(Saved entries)

********************

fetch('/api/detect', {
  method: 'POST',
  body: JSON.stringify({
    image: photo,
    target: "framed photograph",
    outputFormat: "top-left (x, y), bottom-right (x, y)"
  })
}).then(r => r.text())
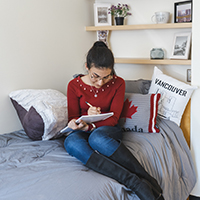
top-left (170, 32), bottom-right (191, 59)
top-left (187, 69), bottom-right (191, 82)
top-left (97, 30), bottom-right (109, 45)
top-left (94, 3), bottom-right (112, 26)
top-left (174, 1), bottom-right (192, 23)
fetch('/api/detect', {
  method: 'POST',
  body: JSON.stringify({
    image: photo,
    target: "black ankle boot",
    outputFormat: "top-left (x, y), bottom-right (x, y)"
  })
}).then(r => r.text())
top-left (86, 152), bottom-right (163, 200)
top-left (109, 142), bottom-right (163, 195)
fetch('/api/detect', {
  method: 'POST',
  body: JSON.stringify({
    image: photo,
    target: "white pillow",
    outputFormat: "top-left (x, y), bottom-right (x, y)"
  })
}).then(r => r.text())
top-left (149, 66), bottom-right (196, 125)
top-left (9, 89), bottom-right (68, 140)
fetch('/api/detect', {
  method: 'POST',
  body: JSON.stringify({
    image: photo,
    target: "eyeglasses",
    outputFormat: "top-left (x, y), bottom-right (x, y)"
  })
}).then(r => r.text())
top-left (90, 72), bottom-right (113, 81)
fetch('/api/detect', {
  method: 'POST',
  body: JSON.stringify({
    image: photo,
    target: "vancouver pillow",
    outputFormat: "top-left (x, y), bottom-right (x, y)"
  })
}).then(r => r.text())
top-left (119, 93), bottom-right (160, 133)
top-left (9, 89), bottom-right (68, 140)
top-left (148, 66), bottom-right (197, 125)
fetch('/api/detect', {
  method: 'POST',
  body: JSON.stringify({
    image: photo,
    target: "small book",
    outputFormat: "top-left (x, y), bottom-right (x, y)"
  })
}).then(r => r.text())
top-left (60, 112), bottom-right (114, 135)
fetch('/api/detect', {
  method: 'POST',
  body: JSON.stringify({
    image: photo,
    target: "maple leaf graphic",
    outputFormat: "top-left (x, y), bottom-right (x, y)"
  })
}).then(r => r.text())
top-left (120, 98), bottom-right (138, 119)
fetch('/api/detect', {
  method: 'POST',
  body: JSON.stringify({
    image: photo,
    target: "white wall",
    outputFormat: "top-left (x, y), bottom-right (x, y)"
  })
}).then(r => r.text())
top-left (0, 0), bottom-right (95, 133)
top-left (190, 0), bottom-right (200, 196)
top-left (1, 0), bottom-right (199, 196)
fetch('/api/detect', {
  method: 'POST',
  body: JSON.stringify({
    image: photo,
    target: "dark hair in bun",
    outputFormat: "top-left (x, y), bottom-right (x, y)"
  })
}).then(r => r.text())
top-left (86, 41), bottom-right (114, 71)
top-left (93, 41), bottom-right (108, 48)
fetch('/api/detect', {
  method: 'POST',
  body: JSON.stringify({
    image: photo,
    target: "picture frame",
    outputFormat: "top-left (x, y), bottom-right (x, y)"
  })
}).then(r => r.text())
top-left (170, 32), bottom-right (191, 60)
top-left (94, 3), bottom-right (112, 26)
top-left (187, 69), bottom-right (191, 82)
top-left (97, 30), bottom-right (109, 46)
top-left (174, 1), bottom-right (192, 23)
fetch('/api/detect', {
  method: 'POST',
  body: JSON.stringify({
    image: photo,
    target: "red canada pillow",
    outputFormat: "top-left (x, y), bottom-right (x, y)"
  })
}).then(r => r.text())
top-left (119, 93), bottom-right (161, 133)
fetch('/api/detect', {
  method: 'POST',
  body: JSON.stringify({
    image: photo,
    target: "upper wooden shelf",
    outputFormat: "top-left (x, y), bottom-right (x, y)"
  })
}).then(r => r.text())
top-left (115, 58), bottom-right (191, 65)
top-left (85, 23), bottom-right (192, 31)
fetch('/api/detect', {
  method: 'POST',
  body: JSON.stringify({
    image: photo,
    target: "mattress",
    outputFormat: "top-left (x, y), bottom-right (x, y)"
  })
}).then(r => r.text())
top-left (0, 117), bottom-right (196, 200)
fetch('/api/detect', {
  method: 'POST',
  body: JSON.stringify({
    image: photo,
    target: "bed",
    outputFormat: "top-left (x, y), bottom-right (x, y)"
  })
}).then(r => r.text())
top-left (0, 68), bottom-right (197, 200)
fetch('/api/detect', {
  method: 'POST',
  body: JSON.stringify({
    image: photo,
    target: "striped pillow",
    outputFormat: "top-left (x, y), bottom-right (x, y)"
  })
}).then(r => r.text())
top-left (119, 93), bottom-right (161, 133)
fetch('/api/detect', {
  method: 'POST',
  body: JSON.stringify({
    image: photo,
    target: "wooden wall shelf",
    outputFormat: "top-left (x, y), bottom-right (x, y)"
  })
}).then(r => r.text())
top-left (86, 23), bottom-right (192, 66)
top-left (115, 58), bottom-right (191, 65)
top-left (85, 23), bottom-right (192, 31)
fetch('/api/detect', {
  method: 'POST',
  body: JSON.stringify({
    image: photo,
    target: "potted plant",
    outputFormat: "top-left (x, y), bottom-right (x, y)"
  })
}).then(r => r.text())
top-left (108, 3), bottom-right (131, 25)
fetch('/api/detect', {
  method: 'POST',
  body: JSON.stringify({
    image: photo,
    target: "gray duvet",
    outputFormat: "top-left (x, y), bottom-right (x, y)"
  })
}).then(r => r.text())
top-left (0, 117), bottom-right (196, 200)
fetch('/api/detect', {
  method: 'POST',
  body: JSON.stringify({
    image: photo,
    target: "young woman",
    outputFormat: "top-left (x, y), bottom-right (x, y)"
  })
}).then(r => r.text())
top-left (64, 41), bottom-right (164, 200)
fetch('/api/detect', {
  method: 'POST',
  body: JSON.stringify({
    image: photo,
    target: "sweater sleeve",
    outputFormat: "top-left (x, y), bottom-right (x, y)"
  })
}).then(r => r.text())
top-left (67, 80), bottom-right (81, 121)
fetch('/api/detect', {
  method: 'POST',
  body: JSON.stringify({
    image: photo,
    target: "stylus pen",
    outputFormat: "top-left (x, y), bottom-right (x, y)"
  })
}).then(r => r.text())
top-left (85, 101), bottom-right (93, 108)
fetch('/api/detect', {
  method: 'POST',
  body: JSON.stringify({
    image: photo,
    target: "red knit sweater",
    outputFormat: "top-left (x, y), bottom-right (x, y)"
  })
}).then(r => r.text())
top-left (67, 75), bottom-right (125, 129)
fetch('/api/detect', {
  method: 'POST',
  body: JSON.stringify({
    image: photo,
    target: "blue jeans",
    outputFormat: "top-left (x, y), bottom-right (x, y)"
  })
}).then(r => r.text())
top-left (64, 125), bottom-right (122, 164)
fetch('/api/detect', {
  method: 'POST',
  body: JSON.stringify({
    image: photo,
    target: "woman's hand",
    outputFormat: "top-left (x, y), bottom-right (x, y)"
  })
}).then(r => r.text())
top-left (68, 119), bottom-right (89, 131)
top-left (87, 106), bottom-right (101, 115)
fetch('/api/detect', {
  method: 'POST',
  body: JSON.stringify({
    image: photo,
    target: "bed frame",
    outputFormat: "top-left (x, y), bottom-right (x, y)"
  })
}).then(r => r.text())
top-left (180, 100), bottom-right (191, 148)
top-left (180, 100), bottom-right (191, 200)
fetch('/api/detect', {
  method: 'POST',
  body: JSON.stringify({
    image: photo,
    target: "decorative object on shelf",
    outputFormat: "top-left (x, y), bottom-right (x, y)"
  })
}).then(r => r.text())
top-left (170, 32), bottom-right (191, 59)
top-left (151, 11), bottom-right (170, 24)
top-left (97, 30), bottom-right (109, 46)
top-left (108, 3), bottom-right (131, 25)
top-left (150, 48), bottom-right (164, 59)
top-left (94, 3), bottom-right (112, 26)
top-left (187, 69), bottom-right (191, 82)
top-left (174, 1), bottom-right (192, 23)
top-left (115, 17), bottom-right (124, 25)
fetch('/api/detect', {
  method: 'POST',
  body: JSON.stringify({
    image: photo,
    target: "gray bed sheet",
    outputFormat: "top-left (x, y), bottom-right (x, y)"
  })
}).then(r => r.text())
top-left (0, 117), bottom-right (196, 200)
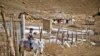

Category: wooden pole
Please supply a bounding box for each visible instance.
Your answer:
[56,23,62,43]
[22,14,26,39]
[87,27,91,45]
[47,28,51,43]
[38,23,41,34]
[0,5,10,56]
[40,29,42,41]
[67,30,69,42]
[71,32,74,44]
[19,14,23,56]
[9,14,15,56]
[62,31,65,45]
[81,30,84,44]
[12,14,20,56]
[86,27,89,41]
[75,31,78,43]
[13,22,17,56]
[56,28,60,43]
[19,12,26,56]
[21,13,26,56]
[49,31,51,43]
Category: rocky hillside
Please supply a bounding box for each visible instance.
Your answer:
[0,0,100,15]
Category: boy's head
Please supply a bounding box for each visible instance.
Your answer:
[29,28,33,33]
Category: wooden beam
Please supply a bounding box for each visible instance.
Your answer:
[0,19,21,22]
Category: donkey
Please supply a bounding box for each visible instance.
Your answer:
[19,38,45,56]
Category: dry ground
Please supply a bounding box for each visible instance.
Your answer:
[44,43,100,56]
[24,43,100,56]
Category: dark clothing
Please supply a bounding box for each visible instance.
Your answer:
[28,34,33,40]
[28,33,33,49]
[28,39,33,49]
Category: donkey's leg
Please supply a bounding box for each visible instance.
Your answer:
[40,52,43,56]
[35,50,39,56]
[24,50,26,56]
[33,50,37,56]
[33,51,36,56]
[19,46,24,56]
[40,48,44,56]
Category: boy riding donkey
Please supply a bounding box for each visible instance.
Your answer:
[27,28,36,49]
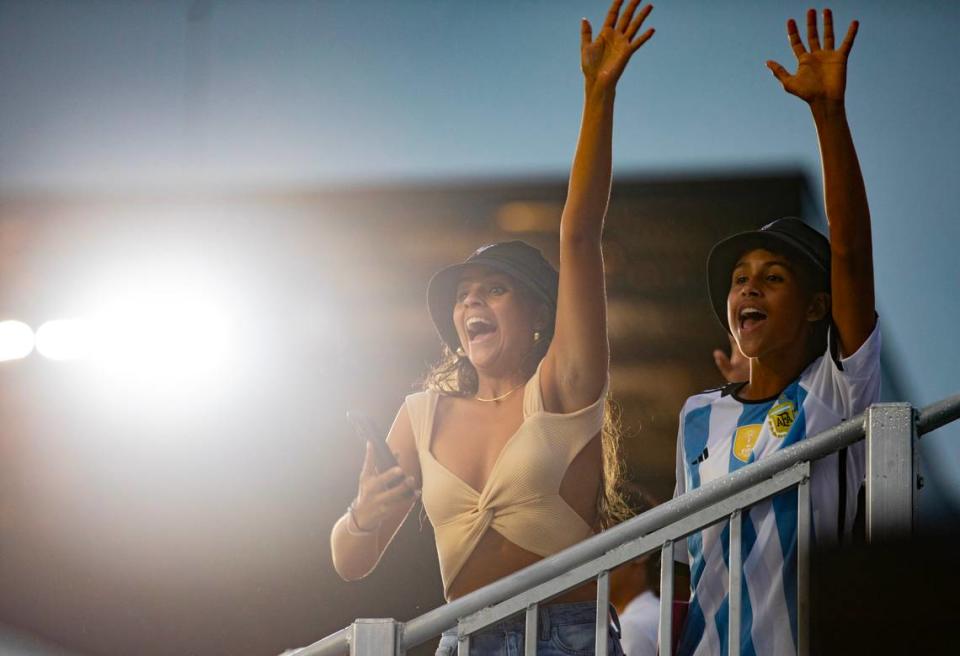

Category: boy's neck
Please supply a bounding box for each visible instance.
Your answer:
[741,346,817,401]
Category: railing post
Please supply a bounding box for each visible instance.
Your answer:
[658,541,675,655]
[865,403,917,542]
[796,464,812,656]
[727,510,742,655]
[594,571,610,656]
[349,619,401,656]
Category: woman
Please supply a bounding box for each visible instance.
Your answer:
[673,10,880,655]
[330,1,654,652]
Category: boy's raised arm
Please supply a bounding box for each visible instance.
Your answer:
[767,8,875,358]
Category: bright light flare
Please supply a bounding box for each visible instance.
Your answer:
[0,320,34,361]
[93,292,235,380]
[36,319,97,360]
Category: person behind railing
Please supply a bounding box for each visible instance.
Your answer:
[329,1,655,653]
[672,9,880,656]
[609,484,661,656]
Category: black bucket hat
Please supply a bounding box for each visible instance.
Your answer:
[707,217,831,332]
[427,241,559,352]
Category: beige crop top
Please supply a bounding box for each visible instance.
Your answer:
[404,362,607,597]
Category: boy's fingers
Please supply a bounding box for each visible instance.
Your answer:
[766,60,791,85]
[806,8,821,51]
[787,19,806,58]
[713,349,733,377]
[823,8,835,49]
[839,20,858,56]
[713,349,728,366]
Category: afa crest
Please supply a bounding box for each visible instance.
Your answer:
[733,424,762,463]
[768,400,797,438]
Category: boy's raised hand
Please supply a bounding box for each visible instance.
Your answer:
[714,334,750,384]
[766,8,858,106]
[581,0,654,89]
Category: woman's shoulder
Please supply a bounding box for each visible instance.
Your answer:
[404,387,434,404]
[403,388,443,448]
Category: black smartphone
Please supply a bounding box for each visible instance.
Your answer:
[346,411,400,473]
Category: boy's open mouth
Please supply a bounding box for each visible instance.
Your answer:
[465,316,497,342]
[738,306,768,332]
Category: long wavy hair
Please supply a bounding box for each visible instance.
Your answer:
[422,284,630,530]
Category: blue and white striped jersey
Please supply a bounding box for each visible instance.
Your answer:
[674,325,881,656]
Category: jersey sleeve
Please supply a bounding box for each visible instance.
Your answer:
[672,407,689,565]
[803,322,882,419]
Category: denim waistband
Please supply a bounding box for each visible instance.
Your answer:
[441,601,620,642]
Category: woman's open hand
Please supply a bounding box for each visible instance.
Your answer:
[767,8,858,106]
[581,0,654,90]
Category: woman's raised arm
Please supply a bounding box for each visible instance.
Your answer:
[543,0,654,412]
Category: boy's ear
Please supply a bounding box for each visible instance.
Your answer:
[806,292,831,323]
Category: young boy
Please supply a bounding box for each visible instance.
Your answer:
[674,10,880,655]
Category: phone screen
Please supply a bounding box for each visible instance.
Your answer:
[346,411,399,473]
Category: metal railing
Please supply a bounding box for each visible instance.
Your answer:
[292,396,960,656]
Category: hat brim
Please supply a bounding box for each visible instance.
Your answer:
[707,230,830,332]
[427,256,557,352]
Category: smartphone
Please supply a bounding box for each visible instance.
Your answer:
[346,411,400,473]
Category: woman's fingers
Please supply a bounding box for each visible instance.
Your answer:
[839,19,859,56]
[806,8,821,52]
[787,19,806,59]
[630,27,654,53]
[822,8,835,50]
[371,466,407,490]
[581,18,593,49]
[603,0,624,31]
[366,476,419,518]
[377,478,419,505]
[359,442,377,478]
[616,0,641,33]
[625,4,653,41]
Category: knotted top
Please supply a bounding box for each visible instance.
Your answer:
[405,363,607,597]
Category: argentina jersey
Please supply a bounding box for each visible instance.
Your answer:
[673,325,881,656]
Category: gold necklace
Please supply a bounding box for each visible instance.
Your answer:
[474,381,525,403]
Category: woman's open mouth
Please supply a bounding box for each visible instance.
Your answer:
[465,316,497,343]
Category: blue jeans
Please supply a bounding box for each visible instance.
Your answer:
[435,601,624,655]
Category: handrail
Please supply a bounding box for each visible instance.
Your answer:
[917,393,960,436]
[293,394,960,656]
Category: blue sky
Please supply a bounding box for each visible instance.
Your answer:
[1,0,957,512]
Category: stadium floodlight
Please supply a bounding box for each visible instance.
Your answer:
[90,281,236,386]
[36,319,97,360]
[0,320,35,361]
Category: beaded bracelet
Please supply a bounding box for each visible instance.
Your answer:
[345,499,378,537]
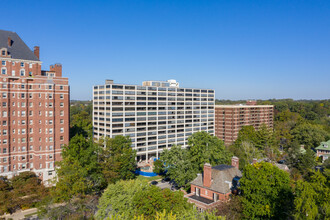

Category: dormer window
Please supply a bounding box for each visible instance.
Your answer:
[1,49,6,56]
[324,144,328,148]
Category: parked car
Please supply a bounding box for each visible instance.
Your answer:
[161,177,171,183]
[150,180,158,186]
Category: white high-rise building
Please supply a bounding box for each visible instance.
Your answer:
[93,80,215,161]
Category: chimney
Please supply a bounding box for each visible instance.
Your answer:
[231,156,239,169]
[8,37,12,47]
[203,163,212,188]
[252,158,258,164]
[34,46,40,59]
[49,63,62,77]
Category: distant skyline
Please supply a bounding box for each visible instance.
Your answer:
[1,0,329,100]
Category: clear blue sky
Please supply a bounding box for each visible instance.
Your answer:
[2,0,330,100]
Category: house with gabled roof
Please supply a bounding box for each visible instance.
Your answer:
[185,156,242,210]
[316,140,330,161]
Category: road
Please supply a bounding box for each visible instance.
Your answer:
[1,208,38,220]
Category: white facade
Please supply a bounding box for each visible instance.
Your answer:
[93,80,215,160]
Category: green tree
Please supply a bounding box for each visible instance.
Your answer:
[153,159,165,174]
[53,134,106,201]
[160,145,196,187]
[133,186,192,218]
[286,141,316,175]
[294,171,330,219]
[100,135,137,184]
[291,122,329,148]
[188,131,231,172]
[239,162,293,219]
[96,179,149,219]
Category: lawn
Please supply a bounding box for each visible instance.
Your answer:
[136,175,162,182]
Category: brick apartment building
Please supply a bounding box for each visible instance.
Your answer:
[215,101,274,145]
[0,30,69,182]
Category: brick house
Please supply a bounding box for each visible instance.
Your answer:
[185,156,242,210]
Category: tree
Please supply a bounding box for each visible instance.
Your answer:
[229,140,261,169]
[239,162,294,219]
[132,186,192,218]
[291,122,329,148]
[96,179,149,219]
[160,145,196,187]
[52,134,106,201]
[153,159,165,174]
[0,172,48,215]
[99,135,137,184]
[286,141,316,175]
[188,131,231,172]
[96,179,217,220]
[294,171,330,219]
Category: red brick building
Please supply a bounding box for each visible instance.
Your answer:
[215,101,274,145]
[185,157,242,210]
[0,30,69,183]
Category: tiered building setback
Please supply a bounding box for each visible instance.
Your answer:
[93,80,215,161]
[0,30,69,182]
[215,101,274,145]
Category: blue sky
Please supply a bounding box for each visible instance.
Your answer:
[2,0,330,100]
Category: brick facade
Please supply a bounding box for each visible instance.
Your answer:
[215,102,274,145]
[0,32,69,183]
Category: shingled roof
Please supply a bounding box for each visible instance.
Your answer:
[191,164,242,194]
[0,30,39,61]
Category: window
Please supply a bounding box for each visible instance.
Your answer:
[49,94,53,99]
[60,102,64,107]
[29,63,32,68]
[60,136,64,141]
[1,68,6,75]
[20,69,25,76]
[1,50,5,56]
[196,187,200,196]
[60,119,64,124]
[60,127,64,133]
[60,86,63,90]
[49,111,53,116]
[60,94,64,99]
[2,93,6,98]
[48,85,52,90]
[60,110,64,116]
[20,62,24,67]
[49,120,53,124]
[1,61,5,66]
[2,111,7,117]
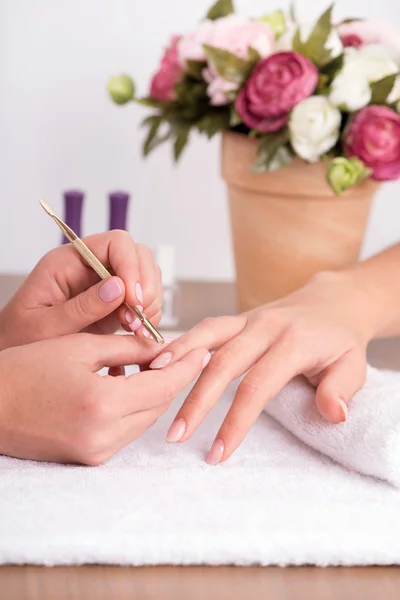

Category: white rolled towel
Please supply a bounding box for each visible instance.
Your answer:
[265,367,400,486]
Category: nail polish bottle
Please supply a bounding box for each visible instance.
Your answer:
[62,190,84,244]
[156,245,179,328]
[108,191,130,231]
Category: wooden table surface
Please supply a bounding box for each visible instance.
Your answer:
[1,275,400,599]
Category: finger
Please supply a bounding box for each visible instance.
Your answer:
[165,320,281,443]
[109,405,168,459]
[47,277,125,335]
[149,315,247,369]
[110,348,211,416]
[83,333,164,371]
[136,245,161,311]
[108,366,126,377]
[315,351,367,424]
[42,232,142,304]
[207,335,307,465]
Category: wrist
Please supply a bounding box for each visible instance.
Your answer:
[334,263,395,341]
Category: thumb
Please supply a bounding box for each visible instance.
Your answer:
[315,350,367,424]
[51,277,125,334]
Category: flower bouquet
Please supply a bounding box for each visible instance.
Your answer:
[108,0,400,309]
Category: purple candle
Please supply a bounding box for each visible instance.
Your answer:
[62,190,84,244]
[109,191,130,231]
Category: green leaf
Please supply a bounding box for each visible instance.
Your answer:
[142,116,170,157]
[258,10,287,38]
[186,60,206,80]
[203,44,252,85]
[252,132,292,173]
[370,74,397,105]
[230,106,242,127]
[206,0,234,21]
[248,47,261,64]
[197,110,230,138]
[173,127,190,161]
[137,96,168,109]
[339,18,364,25]
[321,53,345,80]
[293,4,335,67]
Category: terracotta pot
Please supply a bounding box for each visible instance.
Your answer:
[221,131,380,312]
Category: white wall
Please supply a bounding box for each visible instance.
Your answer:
[2,0,400,280]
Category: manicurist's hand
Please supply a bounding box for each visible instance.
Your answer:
[149,270,388,465]
[0,231,162,350]
[0,334,210,464]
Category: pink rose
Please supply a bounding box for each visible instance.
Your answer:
[203,15,275,106]
[235,51,318,133]
[339,20,400,55]
[150,36,183,102]
[178,20,215,64]
[345,106,400,181]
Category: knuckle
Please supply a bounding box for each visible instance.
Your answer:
[199,316,219,331]
[208,349,234,373]
[75,428,109,464]
[78,384,111,422]
[111,229,133,244]
[238,375,263,398]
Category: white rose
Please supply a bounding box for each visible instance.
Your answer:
[329,72,372,111]
[289,97,342,163]
[329,44,399,111]
[277,21,343,60]
[344,44,398,82]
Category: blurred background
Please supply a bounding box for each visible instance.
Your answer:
[2,0,400,281]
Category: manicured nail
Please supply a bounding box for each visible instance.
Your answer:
[150,352,173,369]
[129,318,142,332]
[166,418,186,443]
[125,310,135,324]
[135,283,143,305]
[202,352,211,369]
[339,400,348,423]
[142,327,151,339]
[99,278,122,303]
[206,439,224,466]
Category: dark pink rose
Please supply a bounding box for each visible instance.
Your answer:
[345,106,400,181]
[235,51,318,133]
[341,33,363,48]
[150,36,183,102]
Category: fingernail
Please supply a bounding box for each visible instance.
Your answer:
[99,278,122,303]
[129,318,142,332]
[135,283,143,305]
[206,439,224,466]
[142,327,152,339]
[202,352,211,369]
[150,352,173,369]
[125,310,135,324]
[339,400,348,423]
[166,418,186,443]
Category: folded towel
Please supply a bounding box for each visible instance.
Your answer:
[265,367,400,486]
[1,366,400,567]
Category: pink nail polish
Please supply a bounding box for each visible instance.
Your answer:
[202,352,211,369]
[99,278,122,303]
[339,400,348,423]
[150,352,173,369]
[166,418,186,443]
[142,327,151,339]
[125,310,135,324]
[129,318,142,332]
[135,283,143,305]
[206,439,224,466]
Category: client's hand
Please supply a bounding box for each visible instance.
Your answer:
[0,231,162,350]
[0,334,210,464]
[149,272,380,465]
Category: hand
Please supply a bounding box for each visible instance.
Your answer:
[149,272,381,465]
[0,334,210,464]
[0,231,162,350]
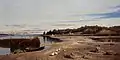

********************

**Task**
From the records above, print only the lines between the one holding "Category: house with gabled roof" and the one holding "Category: green tree", inclusive, exactly as they stand.

**Solution to this task**
Category: house with gabled roof
Please supply a bounding box for each visible instance.
Your answer:
[185,156,242,210]
[316,140,330,161]
Category: road
Please supply a bounding box for each visible instance.
Your answer:
[1,208,38,220]
Category: white facade
Please supply a bounding box for each visible instance.
Your answer:
[93,80,215,160]
Category: green tree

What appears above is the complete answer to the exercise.